### Given passage
This SQLite-driven database contains 2510 respiratory signals (uni-variate time series) of 419 patients (total acquisition time > 325.000 s). We hope that this data will be widely used for respiratory motion prediction as well as uni-variate time series forecasting in general. To this end, we provide data splitting (train, val and test set), preprocessing functionality and a pytorch dataset/loader template, which may be helpful in your machine or deep learning project.
We advise to use https://sqlitebrowser.org/ as additional database browsing tool. Currently, only python is supported. However, we hope that we can provide a Rest-API in the near future (approx. December 2023) for non-python user. If you experience any troubles, feel free to open an issue.
Author: Lukas Wimmert (l.wimmert@uke.de)
Download sql database from our nextcloud server: https://icns-nas2.uke.uni-hamburg.de/drive/d/s/wFCsYhokwsJ9hLp9CHqBoHidu91yXfSk/lvQnG6BiEbfM2OqIOEXhaonW4vilyWKK-07sgZW6pCws.
Clone this repository to your local machine:
git clone https://github.com/IPMI-ICNS-UKE/respiratory-signal-database.git
cd into the repo and install necessary dependencies and the package itself:
pip install -r requirements.txt
pip install -e .
Tested with Python 3.9.11.
Always start by connecting to the database:
from pathlib import Path
from resp_db.client import RpmDatabaseClient
db_root = Path("example_database_path.db") # change to the downloaded db-file
client = RpmDatabaseClient(db_filepath=db_root)
# query a signal
with client:
df_signal, signal = client.get_specific_signal(
research_number=5708019,
modality="4DCT", # or "CBCT" or "LINAC"
fraction= 0, # "4DCT" = 0, "LINAC" fractions between 1 and 5
origin="UKE")
# preprocess
sampling_rate = 25 # sampling rate in HZ, i.e. points per second.
df = RpmDatabaseClient.preprocess_signal(
df_signal=df_signal,
sampling_rate=sampling_rate,
only_beam_on=True, # strongly recommended
remove_offset=True, # strongly recommended
)
# df.columns = [time, amplitude]
with client:
query = client.get_signals_of_dl_dataset(
dl_dataset="train", project="short-term-prediction"
)
query = list(query) # query contains all train signals
# preprocess all signals
query = [RpmDatabaseClient.preprocess_signal(df_signal=signal.df_signal,
sampling_rate=25,
only_beam_on=True, # strongly recommended
remove_offset=True # strongly recommended
)

### Source material
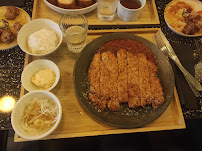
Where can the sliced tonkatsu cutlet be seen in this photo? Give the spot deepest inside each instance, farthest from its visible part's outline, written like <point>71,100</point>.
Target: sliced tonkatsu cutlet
<point>122,76</point>
<point>157,97</point>
<point>133,81</point>
<point>145,89</point>
<point>94,79</point>
<point>108,81</point>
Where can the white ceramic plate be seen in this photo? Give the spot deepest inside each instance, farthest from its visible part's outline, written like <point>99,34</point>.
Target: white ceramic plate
<point>167,22</point>
<point>32,68</point>
<point>72,11</point>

### What to work on
[1] Answer these from the respiratory signal database page:
(a) How many respiratory signals and how many patients does the database contain?
(b) Which Python version was the package tested with?
(c) What sampling rate, in Hz, do the preprocessing examples use?
[2] Write the next part of the respiratory signal database page, picking up after its final line of code.

### Outputs in order
[1]
(a) 2510 signals from 419 patients.
(b) Python 3.9.11.
(c) 25 Hz.

[2]
for signal in query]
# query is a list of dataframes.
Feel free to write more query functions and add them to the RpmDatabaseClient.
Have a look at our pytorch template at "scripts/dataloader.py" for machine/deep learning projects.
All respiratory signals were recorded during radiotherapy treatment (i.e. 4D CT, 4D CBCT and dose delivery) of patients with thoracic lesions between February 2013 and May 2022 at the clinic of Radiotherapy and Radiation Oncology of the University Medical Center Hamburg-Eppendorf. Data acquisition was performed using the Varian RPM System, i.e. monitoring an external marker block placed on the patient's chest wall with an infrared camera system (uni-variate time series). Check out our acquisition images. All patients did not receive any visual guidance or coaching and, therefore, can be considered as free-breathing patients.
modality | # signals | # patients | mean signal length (s) |
---|---|---|---|
4DCT | 481 | 419 | 98.1 |
4D CBCT | 251 | 52 | 59.6 |
dose delivery | 1778 | 357 | 145.6 |
sum | 2510 | 129.3 |
Data splitting was performed on patient level. Thus, all signals of one patient belong to one set.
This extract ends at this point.